Segment Start: Exercise text

/ExposureTimeCheck

Lightroom plugin that calculates a factor using the focal length and the shutter speed for selected photos

Primary LanguageLua

ExposureTimeCheck

Lightroom plugin that calculates a factor using the focal length and the shutter speed for selected photos

The following is taken from https://fbrnc.net/blog/2011/07/lightroom-plugin-detect-blurry-images

Lightroom plugin: Detect blurry images PHOTOGRAPHY DEVELOPMENT LIGHTROOM

Problem

When coming home with lots if gigabytes of files after a couple of days of taking lots of pictures (like recent 33. DEKT or some other scouting events) I always wished for a way to pre-filter my images and remove those that are blurry before inspect them in detail.

Solution

My solution is no rocket science and won't scan the images in order to detect if they're actually blurry (there are some interestig approaches to this), but may still be a useful way to detect candidates of images that might be more blurrier than others.

There's this rule of thumb you might heard of and you may use when deciding what shutter speed to choose before taking a picture:

shutterSpeed[s] <= 1 / focalLength[mm] It says: If your shutter speed (in seconds) is shorter than the inverse of your focal length (in mm) chances are high that your picture won't be blurred because of your shaking hands.

Example: When taking a picture with my telephoto lens at a focal length of 300mm my shutter speed shouldn't be longer than 1/300 sec, taking my camera's crop factor of 1.6 into account it should even be shorter than 1/480 sec.

Besides my 50mm fixed focus lens my other lenses aren't too light sensitive. Accidently (when choosing the wrong aperture) or when taking pictures inside or in the evening I often disobey this rule. (I'd love to see a feature build-in in cameras warning me if I fall below this value.)

Of course this rule of thumb is very imprecise. It doesn't take into account

if you're using a tripod, if you fired the flash to freeze the object, if your lens has an image stabilizer and if it is active or if you have a calm hand and

if the object is moving too fast, if you missed the focus point or if the depth of field doesn't cover your object. By changing the rule of thumb to following we get a factor that tells us how much we disobeyed the rule of thumb:

factor = shutterSpeed / (1/focalLength) If the factor is less or equal than 1 everything is fine. For example: We took a picture at 50mm with a shutterSpeed of 1/100s. The factor would be 0.5.

Segment End: Exercise text
Segment Start: Source information

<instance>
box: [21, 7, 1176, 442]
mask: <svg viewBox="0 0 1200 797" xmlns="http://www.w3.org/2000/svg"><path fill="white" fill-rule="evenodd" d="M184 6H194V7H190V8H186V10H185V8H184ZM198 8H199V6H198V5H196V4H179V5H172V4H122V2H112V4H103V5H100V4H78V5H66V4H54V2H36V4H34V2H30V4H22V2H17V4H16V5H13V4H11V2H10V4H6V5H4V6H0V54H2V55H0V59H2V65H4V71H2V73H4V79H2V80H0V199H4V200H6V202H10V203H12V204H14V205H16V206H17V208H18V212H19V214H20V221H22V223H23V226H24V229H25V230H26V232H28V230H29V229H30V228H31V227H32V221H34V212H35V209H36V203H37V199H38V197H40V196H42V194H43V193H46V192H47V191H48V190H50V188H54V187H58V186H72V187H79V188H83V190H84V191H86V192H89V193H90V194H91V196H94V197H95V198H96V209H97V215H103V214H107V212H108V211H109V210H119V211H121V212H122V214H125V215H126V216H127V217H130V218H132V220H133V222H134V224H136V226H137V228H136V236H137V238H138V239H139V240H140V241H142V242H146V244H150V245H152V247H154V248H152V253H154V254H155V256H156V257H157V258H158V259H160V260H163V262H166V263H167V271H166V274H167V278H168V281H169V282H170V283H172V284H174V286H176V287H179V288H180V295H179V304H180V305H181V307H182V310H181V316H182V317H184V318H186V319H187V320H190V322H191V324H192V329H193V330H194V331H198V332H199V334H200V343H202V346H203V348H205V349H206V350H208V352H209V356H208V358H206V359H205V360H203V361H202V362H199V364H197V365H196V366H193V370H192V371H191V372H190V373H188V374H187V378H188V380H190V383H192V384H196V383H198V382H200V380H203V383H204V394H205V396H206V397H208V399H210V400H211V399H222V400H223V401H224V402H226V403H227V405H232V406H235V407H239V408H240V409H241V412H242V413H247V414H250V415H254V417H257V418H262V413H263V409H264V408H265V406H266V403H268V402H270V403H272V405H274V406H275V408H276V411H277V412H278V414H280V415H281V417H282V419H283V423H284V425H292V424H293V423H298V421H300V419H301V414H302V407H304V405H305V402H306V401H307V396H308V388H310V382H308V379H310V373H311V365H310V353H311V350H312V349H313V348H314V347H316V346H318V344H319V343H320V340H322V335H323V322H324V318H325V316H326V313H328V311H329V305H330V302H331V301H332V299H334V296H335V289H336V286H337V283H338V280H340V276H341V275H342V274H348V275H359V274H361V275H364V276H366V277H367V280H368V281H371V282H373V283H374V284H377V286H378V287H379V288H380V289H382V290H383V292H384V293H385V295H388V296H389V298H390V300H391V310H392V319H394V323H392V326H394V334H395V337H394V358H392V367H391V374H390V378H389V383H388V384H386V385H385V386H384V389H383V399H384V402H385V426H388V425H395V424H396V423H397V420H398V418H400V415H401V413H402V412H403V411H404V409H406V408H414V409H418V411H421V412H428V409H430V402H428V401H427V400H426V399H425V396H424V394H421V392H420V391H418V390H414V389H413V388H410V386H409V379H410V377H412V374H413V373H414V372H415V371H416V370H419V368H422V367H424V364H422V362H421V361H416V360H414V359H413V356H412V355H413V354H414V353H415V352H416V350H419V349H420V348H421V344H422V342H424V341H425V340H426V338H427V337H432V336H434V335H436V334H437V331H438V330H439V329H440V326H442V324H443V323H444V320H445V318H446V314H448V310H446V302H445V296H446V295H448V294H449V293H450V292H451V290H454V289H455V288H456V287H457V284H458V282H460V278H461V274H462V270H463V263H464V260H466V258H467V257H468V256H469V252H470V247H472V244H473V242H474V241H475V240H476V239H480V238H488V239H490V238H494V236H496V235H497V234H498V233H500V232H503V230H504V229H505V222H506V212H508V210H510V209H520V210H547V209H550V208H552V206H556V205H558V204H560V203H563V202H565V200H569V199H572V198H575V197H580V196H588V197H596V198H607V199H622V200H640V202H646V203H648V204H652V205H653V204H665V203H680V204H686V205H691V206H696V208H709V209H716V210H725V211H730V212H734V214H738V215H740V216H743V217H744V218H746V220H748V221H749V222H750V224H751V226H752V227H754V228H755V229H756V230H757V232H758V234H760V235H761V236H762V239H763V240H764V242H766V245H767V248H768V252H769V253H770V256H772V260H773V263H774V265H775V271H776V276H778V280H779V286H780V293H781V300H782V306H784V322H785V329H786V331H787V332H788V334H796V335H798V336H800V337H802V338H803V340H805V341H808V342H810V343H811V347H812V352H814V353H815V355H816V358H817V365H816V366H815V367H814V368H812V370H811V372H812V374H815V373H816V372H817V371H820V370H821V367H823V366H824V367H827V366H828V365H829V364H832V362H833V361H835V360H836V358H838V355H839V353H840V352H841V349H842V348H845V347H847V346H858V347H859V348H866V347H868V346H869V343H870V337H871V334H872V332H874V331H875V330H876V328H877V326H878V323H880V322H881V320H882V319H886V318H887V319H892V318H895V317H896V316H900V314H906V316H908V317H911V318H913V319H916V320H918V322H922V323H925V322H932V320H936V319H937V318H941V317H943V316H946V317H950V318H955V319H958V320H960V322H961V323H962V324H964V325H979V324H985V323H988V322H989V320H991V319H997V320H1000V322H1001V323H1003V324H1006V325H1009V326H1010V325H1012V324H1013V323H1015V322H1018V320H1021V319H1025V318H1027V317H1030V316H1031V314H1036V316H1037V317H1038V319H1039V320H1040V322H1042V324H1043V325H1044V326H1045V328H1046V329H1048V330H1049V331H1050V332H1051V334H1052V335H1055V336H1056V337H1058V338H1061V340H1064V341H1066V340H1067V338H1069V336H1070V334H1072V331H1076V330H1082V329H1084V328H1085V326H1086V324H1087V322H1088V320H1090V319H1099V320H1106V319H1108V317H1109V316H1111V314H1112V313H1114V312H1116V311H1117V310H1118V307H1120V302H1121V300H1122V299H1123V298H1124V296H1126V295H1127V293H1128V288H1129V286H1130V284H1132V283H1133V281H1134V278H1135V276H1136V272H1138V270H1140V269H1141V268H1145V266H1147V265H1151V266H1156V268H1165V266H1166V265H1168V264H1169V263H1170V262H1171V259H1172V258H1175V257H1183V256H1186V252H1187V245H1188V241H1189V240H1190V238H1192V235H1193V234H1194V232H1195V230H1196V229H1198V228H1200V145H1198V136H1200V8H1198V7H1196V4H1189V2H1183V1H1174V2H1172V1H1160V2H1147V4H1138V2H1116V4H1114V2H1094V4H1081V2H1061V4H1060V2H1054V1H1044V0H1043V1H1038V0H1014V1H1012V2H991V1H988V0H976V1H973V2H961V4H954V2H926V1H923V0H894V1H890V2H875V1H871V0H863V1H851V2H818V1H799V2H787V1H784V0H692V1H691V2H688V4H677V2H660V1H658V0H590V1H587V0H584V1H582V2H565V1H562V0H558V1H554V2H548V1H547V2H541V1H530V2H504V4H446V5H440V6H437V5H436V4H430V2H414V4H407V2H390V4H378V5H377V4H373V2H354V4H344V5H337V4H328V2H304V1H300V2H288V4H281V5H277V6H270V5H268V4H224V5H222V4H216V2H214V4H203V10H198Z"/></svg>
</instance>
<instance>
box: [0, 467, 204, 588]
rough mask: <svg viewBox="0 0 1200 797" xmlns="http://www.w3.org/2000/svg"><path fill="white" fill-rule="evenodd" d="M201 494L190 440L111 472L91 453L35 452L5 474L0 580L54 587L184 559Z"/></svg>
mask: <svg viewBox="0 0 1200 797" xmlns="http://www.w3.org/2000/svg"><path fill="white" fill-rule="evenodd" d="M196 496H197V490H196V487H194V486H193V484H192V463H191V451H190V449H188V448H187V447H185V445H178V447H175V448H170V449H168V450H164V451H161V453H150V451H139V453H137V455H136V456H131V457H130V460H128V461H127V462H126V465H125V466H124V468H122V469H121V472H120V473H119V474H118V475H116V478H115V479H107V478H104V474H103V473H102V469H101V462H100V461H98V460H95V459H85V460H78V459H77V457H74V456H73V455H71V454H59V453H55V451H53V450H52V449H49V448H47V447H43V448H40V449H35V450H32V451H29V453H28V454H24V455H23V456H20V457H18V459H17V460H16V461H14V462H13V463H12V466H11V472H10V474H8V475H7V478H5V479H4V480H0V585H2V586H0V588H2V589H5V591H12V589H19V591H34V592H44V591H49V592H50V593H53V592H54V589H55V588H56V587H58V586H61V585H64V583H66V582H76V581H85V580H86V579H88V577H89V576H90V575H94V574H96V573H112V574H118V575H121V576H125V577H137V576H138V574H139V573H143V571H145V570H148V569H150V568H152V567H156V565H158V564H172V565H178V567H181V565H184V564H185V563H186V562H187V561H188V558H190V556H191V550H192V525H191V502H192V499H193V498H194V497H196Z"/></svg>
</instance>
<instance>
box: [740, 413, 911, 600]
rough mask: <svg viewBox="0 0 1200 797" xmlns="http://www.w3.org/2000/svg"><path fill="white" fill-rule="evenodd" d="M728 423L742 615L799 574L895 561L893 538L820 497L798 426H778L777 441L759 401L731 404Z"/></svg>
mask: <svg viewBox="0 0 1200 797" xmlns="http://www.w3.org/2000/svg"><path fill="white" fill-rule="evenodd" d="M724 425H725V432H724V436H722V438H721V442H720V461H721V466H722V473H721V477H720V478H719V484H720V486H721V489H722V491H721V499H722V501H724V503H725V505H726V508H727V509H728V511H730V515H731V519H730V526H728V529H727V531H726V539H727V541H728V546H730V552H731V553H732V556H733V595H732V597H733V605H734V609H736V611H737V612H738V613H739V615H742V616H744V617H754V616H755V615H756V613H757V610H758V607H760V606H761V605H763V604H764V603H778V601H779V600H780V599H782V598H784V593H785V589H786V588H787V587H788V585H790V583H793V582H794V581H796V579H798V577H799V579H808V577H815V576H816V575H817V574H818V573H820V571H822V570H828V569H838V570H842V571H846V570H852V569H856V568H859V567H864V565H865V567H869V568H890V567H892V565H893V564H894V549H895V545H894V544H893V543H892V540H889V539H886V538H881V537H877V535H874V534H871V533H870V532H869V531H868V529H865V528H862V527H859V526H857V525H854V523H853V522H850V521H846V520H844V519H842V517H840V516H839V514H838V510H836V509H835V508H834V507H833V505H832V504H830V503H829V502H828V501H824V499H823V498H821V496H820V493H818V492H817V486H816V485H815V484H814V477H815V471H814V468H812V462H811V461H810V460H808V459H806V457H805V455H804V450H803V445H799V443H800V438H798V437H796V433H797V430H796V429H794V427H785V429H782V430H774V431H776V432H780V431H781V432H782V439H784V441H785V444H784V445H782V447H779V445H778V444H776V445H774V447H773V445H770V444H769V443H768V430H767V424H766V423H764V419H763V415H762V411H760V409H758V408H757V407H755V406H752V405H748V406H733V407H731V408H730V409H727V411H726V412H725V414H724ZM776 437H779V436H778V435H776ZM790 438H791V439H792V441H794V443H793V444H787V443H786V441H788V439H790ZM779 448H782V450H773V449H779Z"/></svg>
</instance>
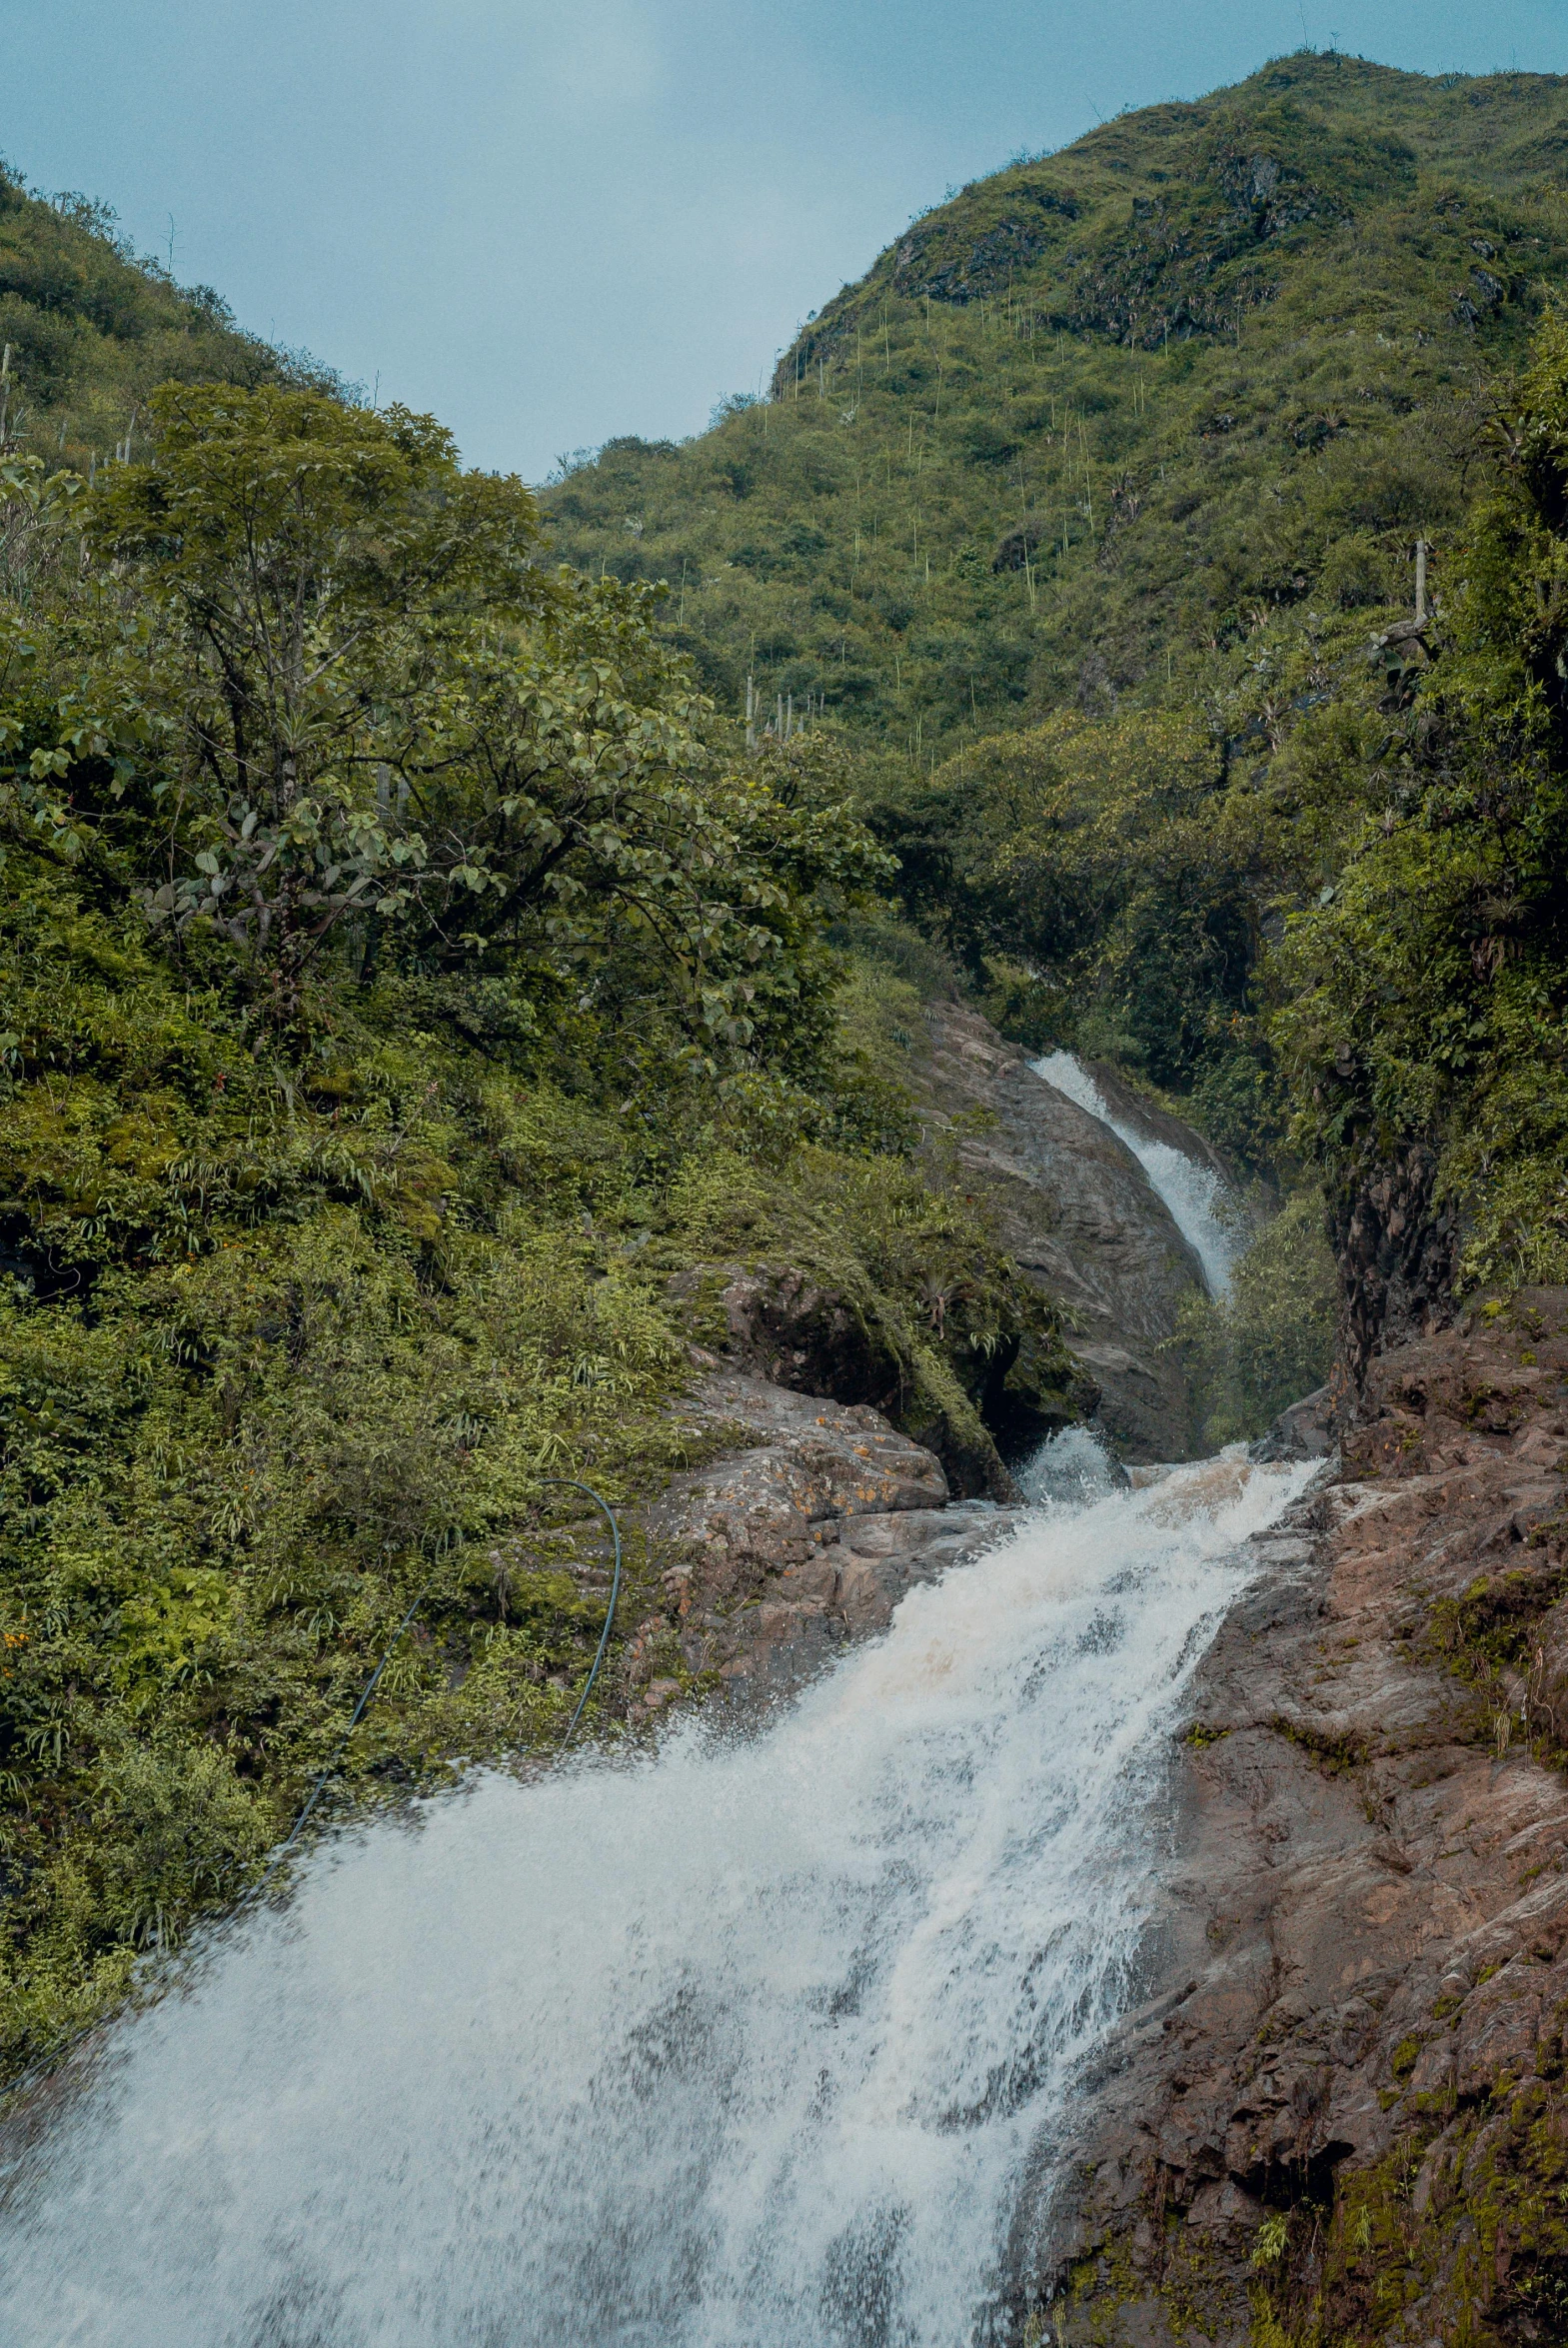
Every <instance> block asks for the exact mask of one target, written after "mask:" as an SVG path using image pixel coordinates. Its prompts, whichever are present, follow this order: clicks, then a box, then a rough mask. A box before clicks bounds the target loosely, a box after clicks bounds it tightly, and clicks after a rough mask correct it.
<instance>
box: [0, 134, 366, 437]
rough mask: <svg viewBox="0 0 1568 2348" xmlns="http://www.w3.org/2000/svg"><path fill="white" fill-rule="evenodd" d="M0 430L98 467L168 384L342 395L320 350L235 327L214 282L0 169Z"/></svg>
mask: <svg viewBox="0 0 1568 2348" xmlns="http://www.w3.org/2000/svg"><path fill="white" fill-rule="evenodd" d="M0 343H5V345H9V366H7V378H5V387H0V439H7V441H9V446H12V448H16V446H21V448H23V451H35V453H47V456H49V460H52V463H66V465H70V467H73V470H77V472H89V467H92V465H96V463H103V460H106V458H110V453H113V451H117V448H127V451H129V448H134V444H136V439H138V432H141V413H143V402H146V399H148V394H150V392H153V390H157V385H160V383H232V385H239V387H246V390H256V387H258V385H270V383H293V385H310V387H317V390H343V385H340V383H338V378H336V376H333V373H331V369H326V366H319V364H317V362H315V359H307V357H303V355H291V352H284V350H272V345H270V343H263V340H261V336H254V333H244V331H242V329H237V326H235V319H232V312H230V308H228V303H225V301H223V296H221V294H214V289H211V286H178V284H176V282H174V277H171V272H169V270H167V268H164V265H162V263H157V261H150V258H146V256H136V254H134V251H131V247H129V244H127V239H124V237H122V235H120V232H117V228H115V214H113V211H110V209H108V207H106V204H96V202H92V200H89V197H85V195H75V193H66V195H52V197H42V195H31V193H28V190H26V185H23V183H21V178H19V176H16V174H14V171H9V169H5V164H0Z"/></svg>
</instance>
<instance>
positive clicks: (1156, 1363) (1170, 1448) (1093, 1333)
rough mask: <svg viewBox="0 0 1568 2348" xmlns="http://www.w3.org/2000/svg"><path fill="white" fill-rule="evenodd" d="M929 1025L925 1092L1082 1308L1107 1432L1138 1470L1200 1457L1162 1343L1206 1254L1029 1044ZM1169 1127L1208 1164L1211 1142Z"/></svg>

Segment End: Source information

▸ Activities:
a - Translate this sentence from the Lightroom plugin text into Spanish: "Of course this rule of thumb is very imprecise."
b - Reproduce the Lightroom plugin text from "if the object" up to and including "would be 0.5.".
c - Carry on the Lightroom plugin text from the point where it stops.

▸ Responses:
a - Por supuesto, esta regla general es muy imprecisa.

b -
if the object is moving too fast, if you missed the focus point or if the depth of field doesn't cover your object. By changing the rule of thumb to following we get a factor that tells us how much we disobeyed the rule of thumb:

factor = shutterSpeed / (1/focalLength) If the factor is less or equal than 1 everything is fine. For example: We took a picture at 50mm with a shutterSpeed of 1/100s. The factor would be 0.5.

c -
The higher the factor is the more likely it is that the image is blurred. Example: A picture taken at 300mm with 1/100s would have a factor of 3.

Taking your crop factor, features of your lenses, personal skills, tripods and flashes into account, you could define a personal threshold when to start worrying about the pictures. It seems that images with a factor up to 4 mostly seem ok within my recent images.

Lightroom Plugin "Exposure Time Check" Out of curiosity I first started to access the Lightroom catalog directly using Sqlite and added all pictures with a factor higher than 4 to a collection using a little php script doing direct sql queries. While this was working quite fine it felt wrong to access Lightroom's database from outside and it wasn't really comfortable. So I digged into how to write Lightroom plugins.

And here it is: My first Lightroom plugin that adds a Metadata field for the picture where to store the calculated factors.

In the menu you'll find an option to calculate the rule of thumb factor for all selected images.

Sadly Lightroom doesn't allow numerical values for custom added metadata fields. I had to use strings as datatype. To make this value filterable (by smart collections) in an easy way I reduced the values by rounding them to integer values to 0 .. 8 and 9+ for everything that is greater or equal than 9.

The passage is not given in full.